• Given information
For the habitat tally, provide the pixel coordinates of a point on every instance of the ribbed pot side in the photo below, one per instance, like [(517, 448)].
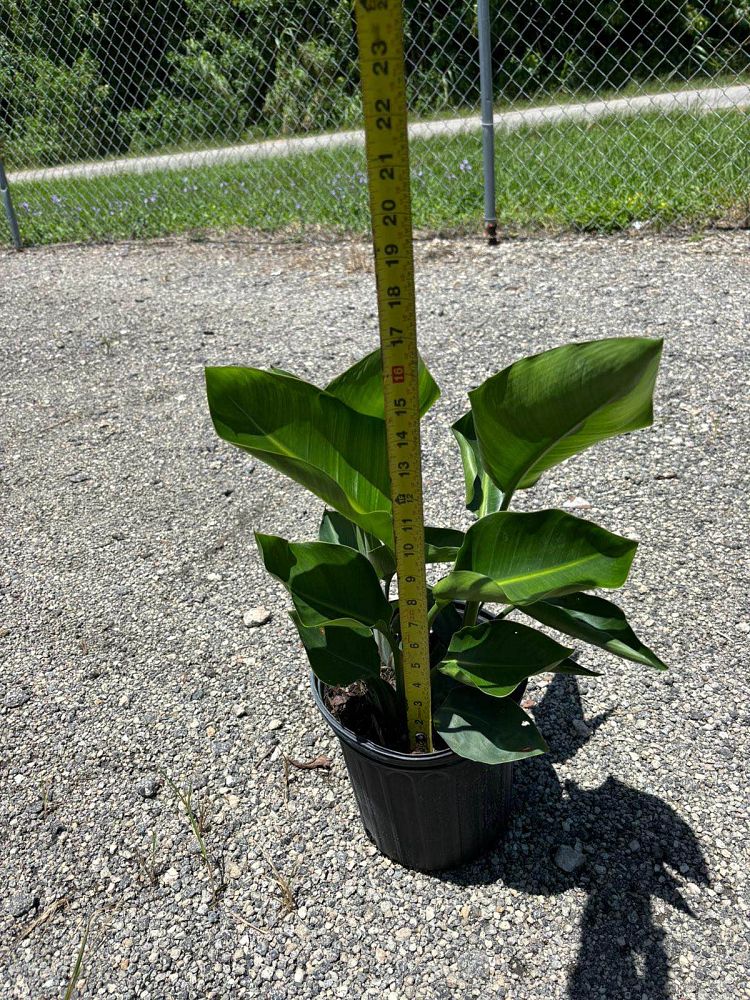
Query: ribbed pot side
[(429, 811)]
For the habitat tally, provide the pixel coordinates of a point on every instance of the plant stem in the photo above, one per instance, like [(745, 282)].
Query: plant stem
[(471, 610), (432, 614)]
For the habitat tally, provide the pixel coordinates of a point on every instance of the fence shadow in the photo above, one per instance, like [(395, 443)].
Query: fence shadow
[(632, 843)]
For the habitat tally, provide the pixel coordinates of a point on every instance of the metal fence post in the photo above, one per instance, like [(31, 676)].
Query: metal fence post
[(9, 210), (488, 125)]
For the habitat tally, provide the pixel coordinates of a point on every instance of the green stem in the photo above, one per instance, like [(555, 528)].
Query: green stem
[(432, 614), (471, 611)]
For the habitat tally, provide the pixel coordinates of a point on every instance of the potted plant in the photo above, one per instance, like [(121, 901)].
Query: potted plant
[(438, 809)]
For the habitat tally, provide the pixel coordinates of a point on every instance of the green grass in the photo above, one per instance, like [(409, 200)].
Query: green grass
[(597, 176)]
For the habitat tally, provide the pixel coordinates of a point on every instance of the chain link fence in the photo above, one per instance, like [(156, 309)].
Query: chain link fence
[(122, 118)]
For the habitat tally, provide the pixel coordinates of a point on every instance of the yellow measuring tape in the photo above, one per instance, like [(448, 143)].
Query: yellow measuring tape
[(381, 61)]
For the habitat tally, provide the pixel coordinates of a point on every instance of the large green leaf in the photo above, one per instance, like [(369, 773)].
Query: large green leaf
[(482, 496), (441, 544), (595, 620), (543, 409), (329, 584), (496, 656), (520, 558), (340, 656), (361, 387), (311, 436), (334, 527), (491, 730)]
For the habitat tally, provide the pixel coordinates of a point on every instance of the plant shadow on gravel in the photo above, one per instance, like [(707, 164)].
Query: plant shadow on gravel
[(631, 841)]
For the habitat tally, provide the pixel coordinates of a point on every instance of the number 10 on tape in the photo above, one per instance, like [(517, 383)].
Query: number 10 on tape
[(381, 62)]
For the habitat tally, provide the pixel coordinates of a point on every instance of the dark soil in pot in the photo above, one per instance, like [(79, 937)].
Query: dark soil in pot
[(425, 811)]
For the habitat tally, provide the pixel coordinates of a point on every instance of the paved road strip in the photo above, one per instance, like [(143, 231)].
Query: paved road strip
[(702, 100)]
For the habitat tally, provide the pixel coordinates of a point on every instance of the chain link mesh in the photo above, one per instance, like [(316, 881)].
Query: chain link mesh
[(125, 118)]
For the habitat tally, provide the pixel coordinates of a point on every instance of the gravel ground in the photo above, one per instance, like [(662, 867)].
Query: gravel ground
[(129, 567)]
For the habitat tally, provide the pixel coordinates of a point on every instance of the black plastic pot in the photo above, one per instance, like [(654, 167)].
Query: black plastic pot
[(427, 811)]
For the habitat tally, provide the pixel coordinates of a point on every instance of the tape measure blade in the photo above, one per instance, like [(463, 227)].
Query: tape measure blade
[(380, 37)]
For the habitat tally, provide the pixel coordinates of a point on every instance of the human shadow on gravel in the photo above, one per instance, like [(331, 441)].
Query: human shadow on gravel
[(629, 840)]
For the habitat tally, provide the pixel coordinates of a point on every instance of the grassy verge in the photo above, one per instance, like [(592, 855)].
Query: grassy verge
[(601, 175)]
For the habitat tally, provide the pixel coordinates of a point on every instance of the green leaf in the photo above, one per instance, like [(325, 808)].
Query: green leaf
[(342, 655), (361, 387), (496, 656), (336, 528), (311, 436), (543, 409), (595, 620), (329, 584), (442, 544), (482, 496), (491, 730), (520, 558)]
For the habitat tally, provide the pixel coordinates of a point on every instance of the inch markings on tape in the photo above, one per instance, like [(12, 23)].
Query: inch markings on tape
[(381, 62)]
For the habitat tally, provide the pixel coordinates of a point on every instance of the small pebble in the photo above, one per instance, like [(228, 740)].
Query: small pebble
[(256, 617), (568, 858), (21, 904), (16, 697), (148, 788)]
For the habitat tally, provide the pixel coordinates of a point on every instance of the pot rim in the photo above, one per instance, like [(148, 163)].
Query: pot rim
[(382, 754)]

• What is needed
Output only the lines from the one containing "like [(12, 23)]." through the end of the material, please, exactly as they appear.

• Written answer
For the habitat tally, provide the pixel coordinates of a point on every instance of the inch markings on tape in the photo above, one per instance, like [(12, 23)].
Query: inch markings on tape
[(381, 62)]
For the habitat tally, provide the pixel coordinates of a point on every instance of the small pebble in the photo above, one per instance, like [(228, 740)].
Query: small pebble
[(256, 617), (568, 858), (21, 904), (16, 697), (148, 788)]
For the habitat tally, provide the pixel coordinates of a point on every instance of the pot rim in the photo above, one per instance, like [(148, 163)].
Query: pot rim
[(382, 754)]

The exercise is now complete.